**What you should do:** Rewrite the rows below, changing every "replay annotation" to "highlight tagging" and keeping everything else the same. Leave the pictures out of your answer.

**Given records:**
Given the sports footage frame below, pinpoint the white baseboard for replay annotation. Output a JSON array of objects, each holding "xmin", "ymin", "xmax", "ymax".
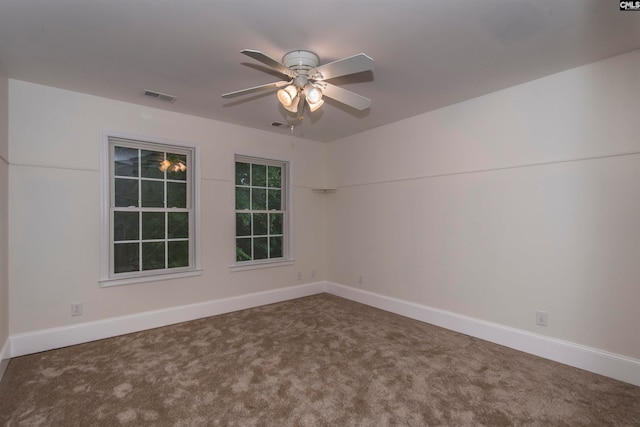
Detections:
[
  {"xmin": 6, "ymin": 282, "xmax": 640, "ymax": 386},
  {"xmin": 326, "ymin": 283, "xmax": 640, "ymax": 386},
  {"xmin": 0, "ymin": 338, "xmax": 11, "ymax": 381},
  {"xmin": 8, "ymin": 282, "xmax": 326, "ymax": 357}
]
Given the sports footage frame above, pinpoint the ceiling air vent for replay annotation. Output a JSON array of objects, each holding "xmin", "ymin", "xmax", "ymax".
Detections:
[{"xmin": 142, "ymin": 90, "xmax": 177, "ymax": 102}]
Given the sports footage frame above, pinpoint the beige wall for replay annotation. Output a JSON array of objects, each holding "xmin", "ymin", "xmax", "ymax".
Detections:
[
  {"xmin": 328, "ymin": 52, "xmax": 640, "ymax": 358},
  {"xmin": 0, "ymin": 65, "xmax": 9, "ymax": 364},
  {"xmin": 9, "ymin": 80, "xmax": 326, "ymax": 334}
]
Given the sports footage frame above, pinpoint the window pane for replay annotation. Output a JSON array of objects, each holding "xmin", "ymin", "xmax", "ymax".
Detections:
[
  {"xmin": 253, "ymin": 237, "xmax": 269, "ymax": 259},
  {"xmin": 269, "ymin": 214, "xmax": 282, "ymax": 235},
  {"xmin": 253, "ymin": 214, "xmax": 268, "ymax": 236},
  {"xmin": 166, "ymin": 153, "xmax": 187, "ymax": 181},
  {"xmin": 113, "ymin": 147, "xmax": 138, "ymax": 177},
  {"xmin": 236, "ymin": 187, "xmax": 250, "ymax": 210},
  {"xmin": 168, "ymin": 240, "xmax": 189, "ymax": 268},
  {"xmin": 114, "ymin": 178, "xmax": 138, "ymax": 208},
  {"xmin": 236, "ymin": 238, "xmax": 251, "ymax": 261},
  {"xmin": 142, "ymin": 242, "xmax": 164, "ymax": 270},
  {"xmin": 251, "ymin": 164, "xmax": 267, "ymax": 187},
  {"xmin": 167, "ymin": 182, "xmax": 187, "ymax": 208},
  {"xmin": 269, "ymin": 237, "xmax": 282, "ymax": 258},
  {"xmin": 113, "ymin": 243, "xmax": 140, "ymax": 273},
  {"xmin": 167, "ymin": 212, "xmax": 189, "ymax": 239},
  {"xmin": 236, "ymin": 213, "xmax": 251, "ymax": 237},
  {"xmin": 268, "ymin": 190, "xmax": 282, "ymax": 211},
  {"xmin": 142, "ymin": 212, "xmax": 164, "ymax": 240},
  {"xmin": 251, "ymin": 188, "xmax": 267, "ymax": 211},
  {"xmin": 142, "ymin": 180, "xmax": 164, "ymax": 208},
  {"xmin": 113, "ymin": 212, "xmax": 140, "ymax": 242},
  {"xmin": 236, "ymin": 162, "xmax": 251, "ymax": 185},
  {"xmin": 268, "ymin": 166, "xmax": 282, "ymax": 188},
  {"xmin": 140, "ymin": 150, "xmax": 164, "ymax": 179}
]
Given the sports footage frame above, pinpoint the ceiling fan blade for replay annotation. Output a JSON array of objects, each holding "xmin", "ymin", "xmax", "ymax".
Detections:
[
  {"xmin": 240, "ymin": 49, "xmax": 297, "ymax": 78},
  {"xmin": 322, "ymin": 82, "xmax": 371, "ymax": 111},
  {"xmin": 222, "ymin": 80, "xmax": 291, "ymax": 98},
  {"xmin": 313, "ymin": 53, "xmax": 373, "ymax": 80}
]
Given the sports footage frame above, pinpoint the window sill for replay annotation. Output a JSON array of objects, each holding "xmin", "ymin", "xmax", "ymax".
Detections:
[
  {"xmin": 100, "ymin": 269, "xmax": 202, "ymax": 288},
  {"xmin": 229, "ymin": 259, "xmax": 295, "ymax": 273}
]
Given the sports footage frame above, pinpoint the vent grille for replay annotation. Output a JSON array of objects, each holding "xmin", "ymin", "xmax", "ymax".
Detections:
[{"xmin": 142, "ymin": 90, "xmax": 177, "ymax": 102}]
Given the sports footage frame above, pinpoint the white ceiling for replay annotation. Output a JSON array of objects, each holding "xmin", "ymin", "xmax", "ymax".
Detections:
[{"xmin": 0, "ymin": 0, "xmax": 640, "ymax": 141}]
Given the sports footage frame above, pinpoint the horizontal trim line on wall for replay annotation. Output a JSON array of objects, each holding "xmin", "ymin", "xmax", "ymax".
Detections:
[
  {"xmin": 327, "ymin": 283, "xmax": 640, "ymax": 386},
  {"xmin": 9, "ymin": 163, "xmax": 100, "ymax": 173},
  {"xmin": 337, "ymin": 151, "xmax": 640, "ymax": 188}
]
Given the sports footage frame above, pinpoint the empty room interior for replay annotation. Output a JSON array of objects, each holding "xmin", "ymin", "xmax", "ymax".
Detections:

**Solution to this problem:**
Given the sports footage frame below, pinpoint the white baseboard for highlight tagging. Output a JSON array of objects, each holding "xmin", "ymin", "xmax", "ymax".
Detections:
[
  {"xmin": 6, "ymin": 282, "xmax": 640, "ymax": 386},
  {"xmin": 326, "ymin": 283, "xmax": 640, "ymax": 386},
  {"xmin": 0, "ymin": 338, "xmax": 11, "ymax": 381},
  {"xmin": 8, "ymin": 282, "xmax": 326, "ymax": 357}
]
Given the sports footage frame above, pinpoint the ceiling air vent for highlight tagging. Output a JSON array of objects, each holding "xmin", "ymin", "xmax", "ymax".
Detections:
[{"xmin": 142, "ymin": 90, "xmax": 177, "ymax": 102}]
Given the sports footage frame above, pinpoint the beige wall for highlight tagging. Output a JSON array of objects, each holding "xmin", "ymin", "xmax", "ymax".
Detections:
[
  {"xmin": 328, "ymin": 52, "xmax": 640, "ymax": 358},
  {"xmin": 0, "ymin": 65, "xmax": 9, "ymax": 364},
  {"xmin": 9, "ymin": 80, "xmax": 326, "ymax": 334}
]
Given the sports footage frame above, pinpoint the window pane for highlight tagging. Output a JSON array of objects, each holding "xmin", "ymin", "xmax", "ymax".
Detections:
[
  {"xmin": 253, "ymin": 237, "xmax": 269, "ymax": 259},
  {"xmin": 269, "ymin": 214, "xmax": 282, "ymax": 235},
  {"xmin": 253, "ymin": 214, "xmax": 268, "ymax": 236},
  {"xmin": 166, "ymin": 153, "xmax": 187, "ymax": 181},
  {"xmin": 113, "ymin": 147, "xmax": 138, "ymax": 177},
  {"xmin": 236, "ymin": 187, "xmax": 250, "ymax": 210},
  {"xmin": 168, "ymin": 240, "xmax": 189, "ymax": 268},
  {"xmin": 114, "ymin": 178, "xmax": 138, "ymax": 208},
  {"xmin": 236, "ymin": 238, "xmax": 251, "ymax": 261},
  {"xmin": 142, "ymin": 242, "xmax": 164, "ymax": 270},
  {"xmin": 251, "ymin": 164, "xmax": 267, "ymax": 187},
  {"xmin": 167, "ymin": 182, "xmax": 187, "ymax": 208},
  {"xmin": 269, "ymin": 237, "xmax": 282, "ymax": 258},
  {"xmin": 113, "ymin": 243, "xmax": 140, "ymax": 273},
  {"xmin": 167, "ymin": 212, "xmax": 189, "ymax": 239},
  {"xmin": 236, "ymin": 213, "xmax": 251, "ymax": 237},
  {"xmin": 268, "ymin": 190, "xmax": 282, "ymax": 211},
  {"xmin": 142, "ymin": 212, "xmax": 164, "ymax": 240},
  {"xmin": 251, "ymin": 188, "xmax": 267, "ymax": 211},
  {"xmin": 142, "ymin": 180, "xmax": 164, "ymax": 208},
  {"xmin": 113, "ymin": 212, "xmax": 140, "ymax": 242},
  {"xmin": 236, "ymin": 162, "xmax": 251, "ymax": 185},
  {"xmin": 268, "ymin": 166, "xmax": 282, "ymax": 188},
  {"xmin": 140, "ymin": 150, "xmax": 164, "ymax": 179}
]
Given the sports footage frame above, pinpoint the ceiling fan blade for highlight tagging. Output a JSON array of objects, each holding "xmin", "ymin", "xmax", "ymax".
Detections:
[
  {"xmin": 240, "ymin": 49, "xmax": 297, "ymax": 78},
  {"xmin": 322, "ymin": 82, "xmax": 371, "ymax": 111},
  {"xmin": 222, "ymin": 80, "xmax": 291, "ymax": 98},
  {"xmin": 313, "ymin": 53, "xmax": 373, "ymax": 80}
]
Given the sports footage frame above, pinpoint the window sill for highlight tagging. Output a JSON array of objects, each holding "xmin", "ymin", "xmax", "ymax".
Detections:
[
  {"xmin": 100, "ymin": 269, "xmax": 202, "ymax": 288},
  {"xmin": 229, "ymin": 259, "xmax": 295, "ymax": 273}
]
Given the sports footage frame above, pinpoint the vent grille for highlight tagging. Output a JSON array of objects, each holding "xmin", "ymin", "xmax", "ymax".
Detections:
[{"xmin": 142, "ymin": 90, "xmax": 177, "ymax": 102}]
Given the sports footage frame above, pinpoint the white ceiling for highlight tagging. Output a JSON array of objects, each holding "xmin", "ymin", "xmax", "ymax".
Detections:
[{"xmin": 0, "ymin": 0, "xmax": 640, "ymax": 141}]
Given the sports footage frame above, pinpoint the horizontal trim line on wall for highlight tagging. Output a JSON array of objects, each holding "xmin", "ymin", "xmax", "ymax".
Detections:
[
  {"xmin": 327, "ymin": 283, "xmax": 640, "ymax": 386},
  {"xmin": 9, "ymin": 163, "xmax": 100, "ymax": 173},
  {"xmin": 337, "ymin": 151, "xmax": 640, "ymax": 188}
]
Given the sports footage frame above, pinpoint the empty room interior for highlight tagging. Output a JSON array of objects, each holding "xmin", "ymin", "xmax", "ymax".
Detections:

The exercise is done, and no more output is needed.